Exercise description:
Copy every line of the records that includes the word "tomato".
++++++
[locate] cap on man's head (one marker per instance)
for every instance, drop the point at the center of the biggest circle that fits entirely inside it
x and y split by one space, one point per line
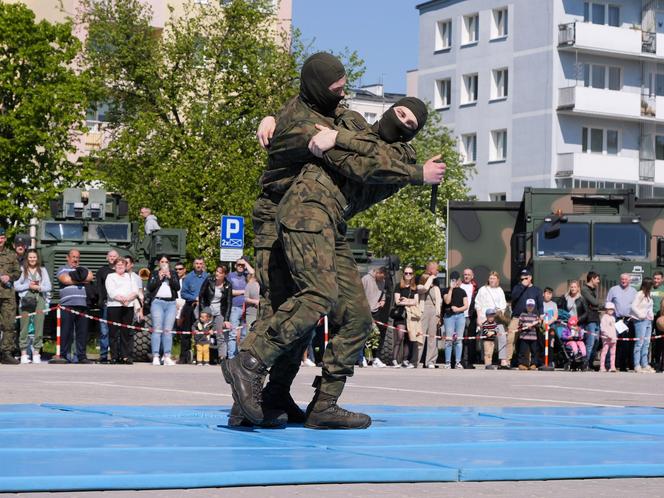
21 240
418 108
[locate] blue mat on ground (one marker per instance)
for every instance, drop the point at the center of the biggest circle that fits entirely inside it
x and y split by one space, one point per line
65 447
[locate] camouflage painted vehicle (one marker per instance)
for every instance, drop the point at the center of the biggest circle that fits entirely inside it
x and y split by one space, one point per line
94 222
560 234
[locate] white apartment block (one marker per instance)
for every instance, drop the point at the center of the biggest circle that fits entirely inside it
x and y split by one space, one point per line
371 101
548 93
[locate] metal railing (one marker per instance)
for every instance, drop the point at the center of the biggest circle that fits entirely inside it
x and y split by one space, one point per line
566 97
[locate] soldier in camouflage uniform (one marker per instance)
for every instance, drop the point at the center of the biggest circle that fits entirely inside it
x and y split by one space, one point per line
331 271
9 272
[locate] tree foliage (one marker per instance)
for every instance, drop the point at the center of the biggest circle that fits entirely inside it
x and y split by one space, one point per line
184 107
403 224
42 106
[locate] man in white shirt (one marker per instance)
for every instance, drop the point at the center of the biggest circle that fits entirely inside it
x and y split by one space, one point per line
470 287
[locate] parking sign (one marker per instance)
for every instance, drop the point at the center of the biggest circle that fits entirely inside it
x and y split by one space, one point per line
232 237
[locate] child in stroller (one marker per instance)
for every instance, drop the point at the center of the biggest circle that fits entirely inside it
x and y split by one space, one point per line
573 345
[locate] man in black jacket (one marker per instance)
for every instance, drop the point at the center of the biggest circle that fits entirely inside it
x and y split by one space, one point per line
111 256
521 292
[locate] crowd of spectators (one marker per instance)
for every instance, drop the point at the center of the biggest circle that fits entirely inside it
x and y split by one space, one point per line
458 326
478 324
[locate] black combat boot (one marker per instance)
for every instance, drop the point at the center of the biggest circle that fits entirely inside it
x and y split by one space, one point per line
324 413
278 398
246 375
272 419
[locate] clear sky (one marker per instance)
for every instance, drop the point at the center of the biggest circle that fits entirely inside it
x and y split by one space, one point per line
383 32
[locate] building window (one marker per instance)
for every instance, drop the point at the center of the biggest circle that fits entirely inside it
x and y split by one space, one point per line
442 94
499 84
498 145
469 88
600 141
603 77
601 13
96 116
469 144
499 24
659 147
443 35
471 29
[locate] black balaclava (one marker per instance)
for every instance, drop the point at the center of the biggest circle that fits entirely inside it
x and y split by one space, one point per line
318 72
391 129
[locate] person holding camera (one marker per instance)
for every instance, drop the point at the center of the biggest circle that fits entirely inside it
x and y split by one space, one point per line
406 343
163 287
34 290
456 303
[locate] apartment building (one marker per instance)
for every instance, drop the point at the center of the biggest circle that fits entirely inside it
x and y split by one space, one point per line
61 10
548 93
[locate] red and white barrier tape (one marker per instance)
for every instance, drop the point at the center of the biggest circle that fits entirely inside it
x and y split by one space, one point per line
147 329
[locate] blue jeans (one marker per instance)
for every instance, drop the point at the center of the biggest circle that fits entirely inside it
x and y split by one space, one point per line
103 334
643 330
163 318
235 319
454 327
592 336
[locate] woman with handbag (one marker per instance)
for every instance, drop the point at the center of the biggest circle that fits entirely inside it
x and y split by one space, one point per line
34 290
492 297
405 296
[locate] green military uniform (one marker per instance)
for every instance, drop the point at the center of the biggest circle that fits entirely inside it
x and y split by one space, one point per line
8 266
325 274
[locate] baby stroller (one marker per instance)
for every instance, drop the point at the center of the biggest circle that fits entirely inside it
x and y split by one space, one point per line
570 359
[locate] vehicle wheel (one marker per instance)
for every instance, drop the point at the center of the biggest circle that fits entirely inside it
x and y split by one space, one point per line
143 342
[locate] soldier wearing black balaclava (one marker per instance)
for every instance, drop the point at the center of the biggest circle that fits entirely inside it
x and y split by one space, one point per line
315 251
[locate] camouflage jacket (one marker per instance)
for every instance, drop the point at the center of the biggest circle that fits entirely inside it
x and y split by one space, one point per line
8 266
359 158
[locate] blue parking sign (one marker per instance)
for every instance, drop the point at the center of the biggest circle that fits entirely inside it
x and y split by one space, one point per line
232 237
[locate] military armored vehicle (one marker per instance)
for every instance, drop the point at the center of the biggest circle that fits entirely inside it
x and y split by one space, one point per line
94 222
560 235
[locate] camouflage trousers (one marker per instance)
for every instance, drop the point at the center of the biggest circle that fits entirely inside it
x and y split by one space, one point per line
7 324
309 272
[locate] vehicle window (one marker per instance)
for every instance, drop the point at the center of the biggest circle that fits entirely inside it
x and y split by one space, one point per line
620 239
63 231
570 239
108 231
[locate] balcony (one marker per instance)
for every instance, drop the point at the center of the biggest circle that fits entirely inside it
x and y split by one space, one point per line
610 41
589 165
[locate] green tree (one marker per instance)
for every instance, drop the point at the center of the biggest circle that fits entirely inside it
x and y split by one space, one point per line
403 224
184 107
42 107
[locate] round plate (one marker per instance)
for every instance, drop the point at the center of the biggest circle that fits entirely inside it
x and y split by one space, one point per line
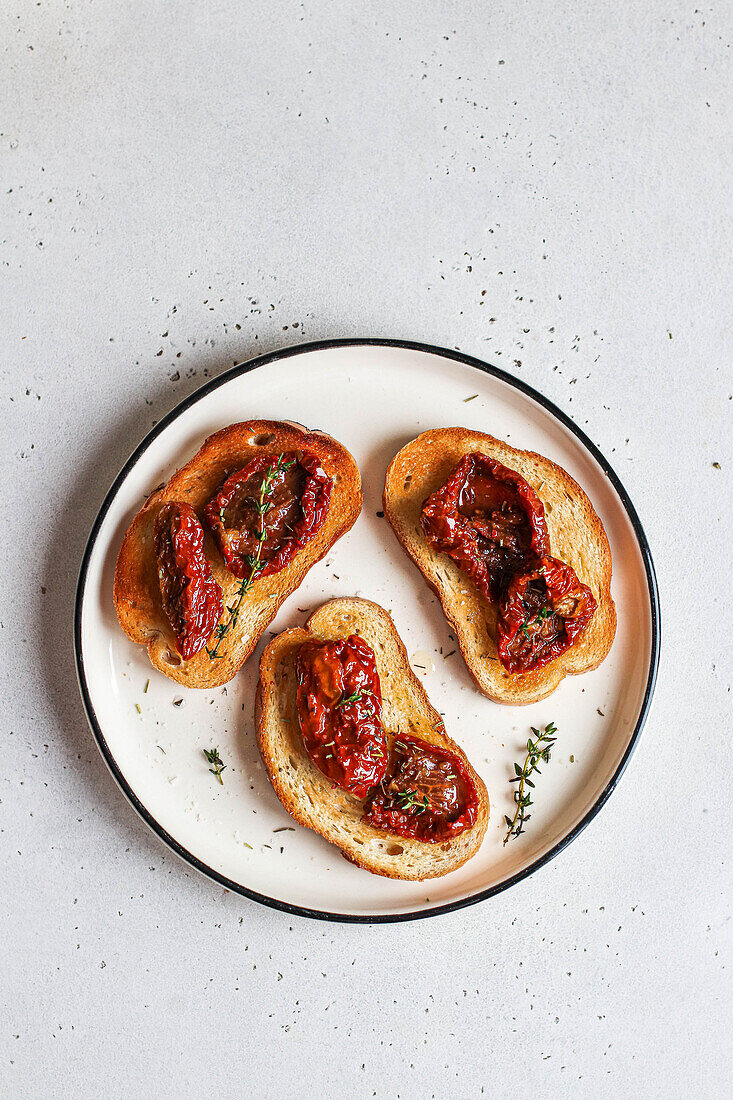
373 396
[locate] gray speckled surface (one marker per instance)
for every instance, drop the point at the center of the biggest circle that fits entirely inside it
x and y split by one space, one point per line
546 186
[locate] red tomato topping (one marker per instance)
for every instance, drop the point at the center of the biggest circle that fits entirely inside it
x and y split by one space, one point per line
489 520
192 598
339 704
267 510
427 794
544 611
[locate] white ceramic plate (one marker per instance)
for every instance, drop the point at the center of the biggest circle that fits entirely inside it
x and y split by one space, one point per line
373 396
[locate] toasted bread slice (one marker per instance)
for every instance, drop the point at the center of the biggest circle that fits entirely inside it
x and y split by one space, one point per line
576 534
307 794
137 590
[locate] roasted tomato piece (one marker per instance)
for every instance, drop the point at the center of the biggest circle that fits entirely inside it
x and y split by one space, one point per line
489 520
192 598
267 510
339 704
544 611
426 794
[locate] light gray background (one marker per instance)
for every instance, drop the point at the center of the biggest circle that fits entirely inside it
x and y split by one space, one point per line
546 185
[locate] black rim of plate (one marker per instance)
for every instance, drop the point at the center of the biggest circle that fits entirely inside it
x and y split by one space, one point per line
654 603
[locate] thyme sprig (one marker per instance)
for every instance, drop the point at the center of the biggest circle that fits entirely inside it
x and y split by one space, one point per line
253 560
212 757
539 749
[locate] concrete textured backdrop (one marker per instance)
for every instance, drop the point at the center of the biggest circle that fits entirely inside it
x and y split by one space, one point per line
544 185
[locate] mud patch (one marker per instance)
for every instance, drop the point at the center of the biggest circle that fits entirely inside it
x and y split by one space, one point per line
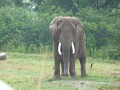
86 85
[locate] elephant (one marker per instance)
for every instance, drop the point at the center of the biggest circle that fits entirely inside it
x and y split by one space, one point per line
69 44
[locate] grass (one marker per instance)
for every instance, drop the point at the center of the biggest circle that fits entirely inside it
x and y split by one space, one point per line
35 71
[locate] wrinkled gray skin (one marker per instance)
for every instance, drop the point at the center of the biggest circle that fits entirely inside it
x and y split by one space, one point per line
66 30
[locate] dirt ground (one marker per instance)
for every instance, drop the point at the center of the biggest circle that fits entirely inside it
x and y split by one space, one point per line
88 85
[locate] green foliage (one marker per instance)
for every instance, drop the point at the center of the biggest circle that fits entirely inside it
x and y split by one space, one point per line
26 30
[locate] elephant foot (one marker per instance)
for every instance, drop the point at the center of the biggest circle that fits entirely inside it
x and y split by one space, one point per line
64 74
56 77
83 75
73 76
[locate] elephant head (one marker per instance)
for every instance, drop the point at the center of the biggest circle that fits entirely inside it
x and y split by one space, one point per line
64 32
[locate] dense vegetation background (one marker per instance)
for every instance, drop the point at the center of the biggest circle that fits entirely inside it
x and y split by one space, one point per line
24 24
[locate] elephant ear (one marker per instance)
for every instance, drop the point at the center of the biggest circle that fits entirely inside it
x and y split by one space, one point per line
53 29
79 30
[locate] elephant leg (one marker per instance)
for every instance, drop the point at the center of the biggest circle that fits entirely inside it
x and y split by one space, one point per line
62 67
56 64
72 67
83 64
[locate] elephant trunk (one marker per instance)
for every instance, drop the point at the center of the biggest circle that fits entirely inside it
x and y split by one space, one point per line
66 57
59 48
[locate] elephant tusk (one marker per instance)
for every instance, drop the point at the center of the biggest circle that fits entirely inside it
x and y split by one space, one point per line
59 49
73 48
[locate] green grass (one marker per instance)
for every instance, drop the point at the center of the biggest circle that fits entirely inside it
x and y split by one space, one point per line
35 71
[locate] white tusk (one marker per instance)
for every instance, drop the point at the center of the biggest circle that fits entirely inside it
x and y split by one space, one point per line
59 49
73 48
++++++
Result of the task:
[locate] red tomato topping (one marker per instance)
[locate] roasted tomato piece (one marker per instance)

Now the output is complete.